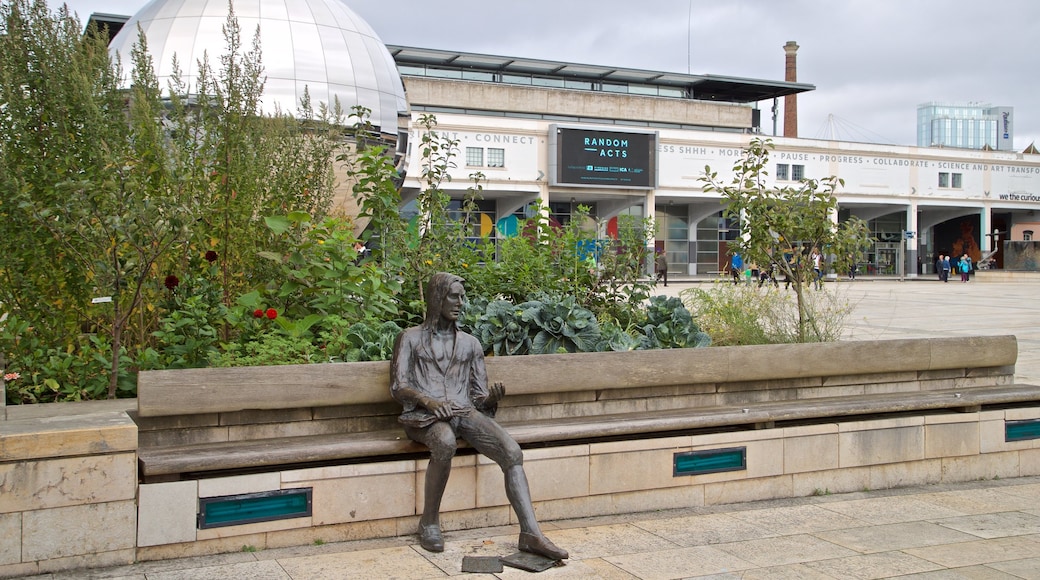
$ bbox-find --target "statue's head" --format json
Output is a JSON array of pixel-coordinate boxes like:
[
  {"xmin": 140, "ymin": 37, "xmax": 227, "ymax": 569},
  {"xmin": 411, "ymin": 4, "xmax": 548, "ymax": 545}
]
[{"xmin": 423, "ymin": 272, "xmax": 465, "ymax": 327}]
◆ ◆ ◆ ◆ ◆
ACTION ITEM ->
Write the material out again word for word and omit any images.

THE COMPLETED TASK ->
$ bbox-find --target "statue's head" --format json
Output is a JSON array of pixel-coordinate boxes like:
[
  {"xmin": 140, "ymin": 37, "xmax": 227, "ymax": 569},
  {"xmin": 411, "ymin": 4, "xmax": 548, "ymax": 545}
]
[{"xmin": 423, "ymin": 272, "xmax": 465, "ymax": 327}]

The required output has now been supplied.